━━ Record extracts ━━

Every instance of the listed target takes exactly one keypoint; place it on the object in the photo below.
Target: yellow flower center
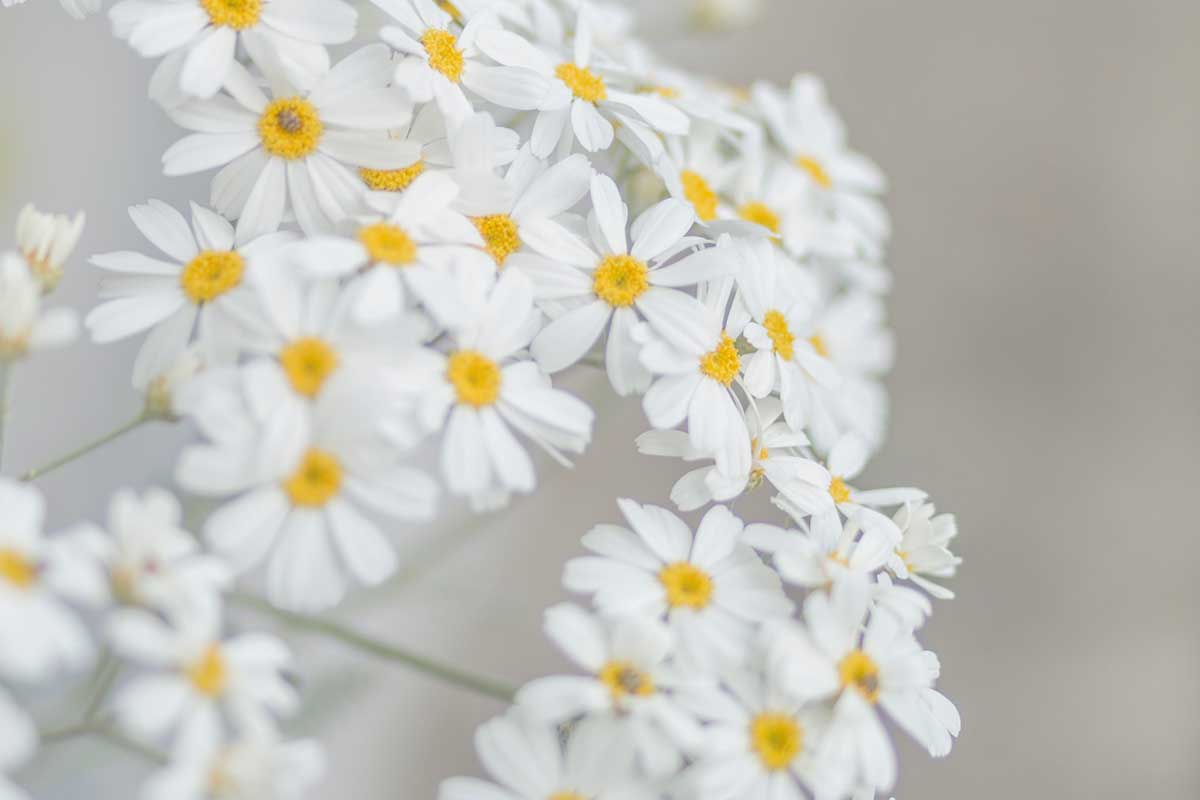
(781, 338)
(624, 679)
(475, 378)
(723, 364)
(307, 362)
(501, 236)
(291, 128)
(238, 14)
(700, 194)
(820, 346)
(391, 180)
(442, 47)
(209, 674)
(859, 672)
(387, 244)
(621, 280)
(17, 570)
(778, 739)
(687, 585)
(210, 275)
(316, 481)
(815, 169)
(582, 82)
(761, 215)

━━━

_To do_: Give the listing again word for word. Skip any pictures.

_Task result_:
Every instance of the listed target takes exactly one keypoint; place it on the object in the photo below.
Target: yellow flower center
(781, 338)
(624, 679)
(475, 378)
(723, 364)
(307, 362)
(501, 236)
(291, 128)
(238, 14)
(700, 194)
(820, 346)
(391, 180)
(442, 47)
(209, 674)
(859, 672)
(387, 244)
(621, 280)
(17, 570)
(778, 739)
(687, 585)
(210, 275)
(316, 481)
(815, 169)
(582, 82)
(761, 215)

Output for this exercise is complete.